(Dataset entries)
--- --- ---
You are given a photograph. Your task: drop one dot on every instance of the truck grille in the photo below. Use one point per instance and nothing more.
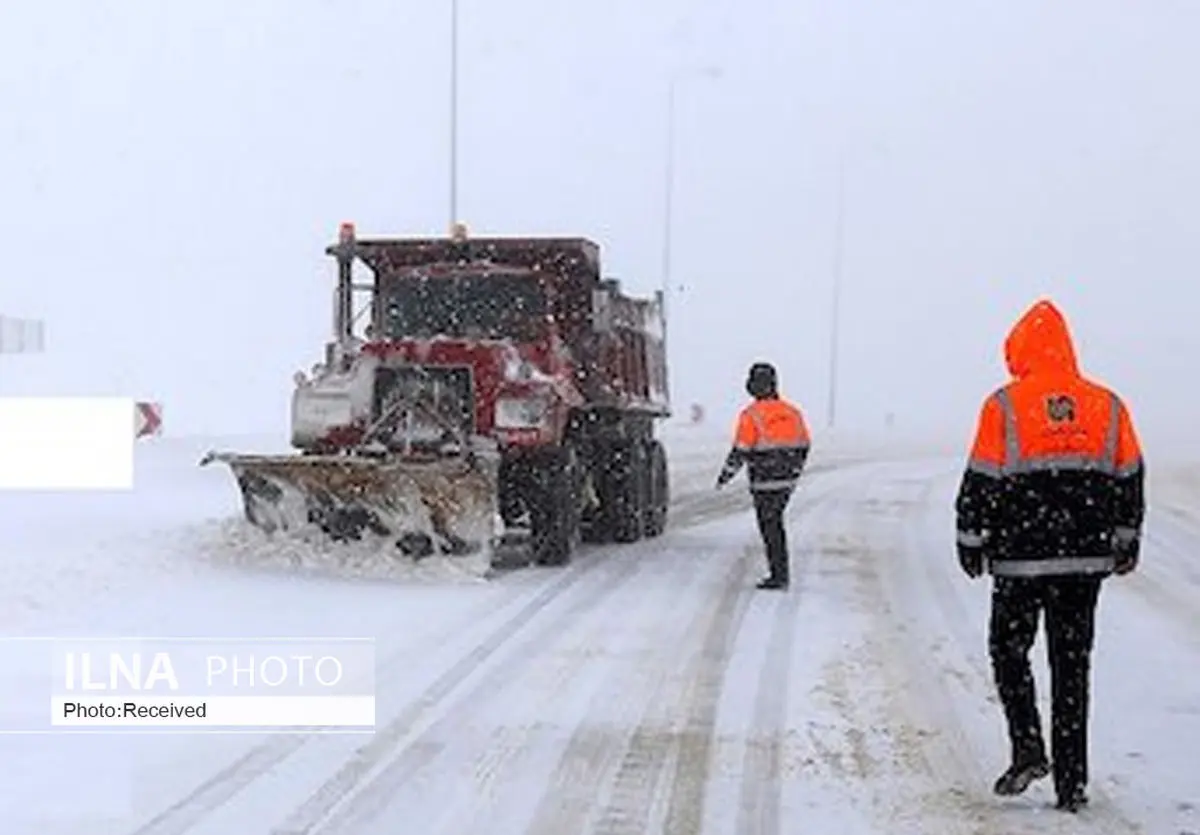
(444, 390)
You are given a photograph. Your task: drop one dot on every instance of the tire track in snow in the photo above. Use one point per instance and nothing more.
(761, 787)
(635, 787)
(226, 784)
(592, 754)
(519, 727)
(361, 787)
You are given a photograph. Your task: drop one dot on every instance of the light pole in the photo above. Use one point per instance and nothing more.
(454, 113)
(835, 301)
(677, 77)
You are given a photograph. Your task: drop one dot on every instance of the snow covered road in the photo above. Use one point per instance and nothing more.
(651, 689)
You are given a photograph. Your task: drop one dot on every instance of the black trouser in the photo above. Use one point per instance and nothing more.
(1069, 605)
(768, 508)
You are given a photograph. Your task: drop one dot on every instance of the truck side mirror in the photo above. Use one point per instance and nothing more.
(601, 311)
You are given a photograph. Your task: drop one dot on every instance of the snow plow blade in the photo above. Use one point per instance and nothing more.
(426, 506)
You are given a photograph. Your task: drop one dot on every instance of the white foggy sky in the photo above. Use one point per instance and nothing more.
(169, 174)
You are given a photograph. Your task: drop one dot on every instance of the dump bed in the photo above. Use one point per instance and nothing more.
(616, 341)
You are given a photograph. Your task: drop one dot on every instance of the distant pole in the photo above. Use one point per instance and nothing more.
(454, 113)
(669, 173)
(669, 193)
(835, 302)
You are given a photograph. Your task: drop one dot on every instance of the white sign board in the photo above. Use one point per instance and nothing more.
(22, 336)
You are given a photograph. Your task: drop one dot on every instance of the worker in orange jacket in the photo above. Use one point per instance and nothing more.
(1051, 503)
(772, 439)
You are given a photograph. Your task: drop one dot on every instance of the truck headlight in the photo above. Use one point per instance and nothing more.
(521, 413)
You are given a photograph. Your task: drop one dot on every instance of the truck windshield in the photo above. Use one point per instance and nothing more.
(477, 307)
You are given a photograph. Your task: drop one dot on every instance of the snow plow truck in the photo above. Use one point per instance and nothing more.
(499, 397)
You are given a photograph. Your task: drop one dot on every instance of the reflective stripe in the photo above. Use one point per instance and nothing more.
(1114, 434)
(1012, 445)
(775, 484)
(1015, 462)
(1045, 568)
(1125, 535)
(971, 539)
(985, 468)
(1129, 469)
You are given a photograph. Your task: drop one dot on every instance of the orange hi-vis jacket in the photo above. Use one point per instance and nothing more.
(772, 439)
(1055, 479)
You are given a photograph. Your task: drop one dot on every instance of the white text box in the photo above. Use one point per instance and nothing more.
(267, 712)
(66, 443)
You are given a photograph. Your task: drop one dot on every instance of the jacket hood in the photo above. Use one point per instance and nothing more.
(1041, 342)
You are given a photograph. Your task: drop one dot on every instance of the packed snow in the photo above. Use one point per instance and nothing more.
(643, 688)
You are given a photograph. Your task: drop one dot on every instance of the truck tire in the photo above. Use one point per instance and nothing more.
--- --- ---
_The task:_
Every record must be copied exactly, with the pictures left out.

_Solution:_
You are given a photograph. Your task: drop one dot on every instance of the truck grille in the photo below. Use one point per instance and nothing more.
(444, 390)
You are given a photograph. Your task: drop one dot on every instance of the tire track in snow in the photo above. Use one point per instance and nothing more.
(761, 787)
(635, 787)
(226, 784)
(592, 754)
(519, 727)
(361, 787)
You are given a photograph. Your task: drop one dot on every instance of the light pole in the photo above. Use one point per instance and nothing more.
(454, 113)
(835, 301)
(677, 77)
You are given a photograph. Your task: drop one dot on every instance of the snow covered road in the photo above. Use one point per instance and nothing more.
(651, 689)
You are given a photograph. Your task: drop one dot on every instance of the black trouser in the photo above. Use one point per instance and nothing more.
(1069, 605)
(768, 508)
You are given a photograph. Your task: drop one dot on every instance of the truck side mirror in the photo above. Use one point per instance and nothing more.
(601, 311)
You are given a photograph. Your task: drop one dot on every instance of the snow plow blade in the photo above. Use one point per instance and nothing more.
(426, 506)
You are given a photograph. Your task: drop one dot on every instance of the white foggy sky in the photo above. Use one point per instance and nothing more.
(169, 174)
You are given a photograph. Your task: drop one dot on every instance of the dump bed in the photo above. Use one point per instance and nothing more.
(616, 341)
You are given a photograph. Your task: drop one dot on every instance of the distant pole in the photo above. Use one point per instance and nothing more.
(454, 113)
(669, 173)
(669, 193)
(835, 302)
You are given a photograph. Your task: drop one dot on every instance of the white sign board in the photo above. Use one point per instance and nothing more.
(22, 336)
You are given a photograph. Your task: drop one dot on every instance of the worker in orange jacket in the photo above. Use one point per instance and nothing more.
(1051, 503)
(772, 439)
You are given a photograph. Your task: drop one dot on every instance of the truck headlight in the photo above. Use one point per instance and nothing more.
(521, 413)
You are given a photograph. Your task: drop one dot on every instance of the truck windshield in the photo above. Use one point per instance and nothing more.
(477, 307)
You are given a photograph. Your task: drop one dot on every instance of the snow plow truck in the photo above. Use one point per instance and nothing more.
(499, 397)
You are given a photograph. Your task: drop one dot on every instance of the reflective stripe in the photo above. Use one point per instance and nothing more.
(1114, 434)
(1012, 445)
(775, 484)
(1015, 462)
(1045, 568)
(1125, 535)
(971, 539)
(985, 468)
(1129, 469)
You are given a photograph. Your task: drop one dot on every instance of the orange hi-vis jacket in the photo above. Use one point per instance and nothing more.
(772, 439)
(1055, 479)
You are given a photograph. Your task: drop one dot on every instance of the white text box in the photo above. Use one point per instance and nothing more.
(267, 712)
(66, 443)
You are given a photograph. Your task: drop one dot on every instance of the jacket hood in the photo above. Use one point per instance and nothing more.
(1041, 342)
You are given a photograph. Your task: drop one dot on every instance of the packed snow in the photo above. Use one point per instance and nothing more.
(643, 688)
You are given a photograph. Your task: drop one dot on every instance of the truck tire in the photo above. Use one point per instance and nothing more.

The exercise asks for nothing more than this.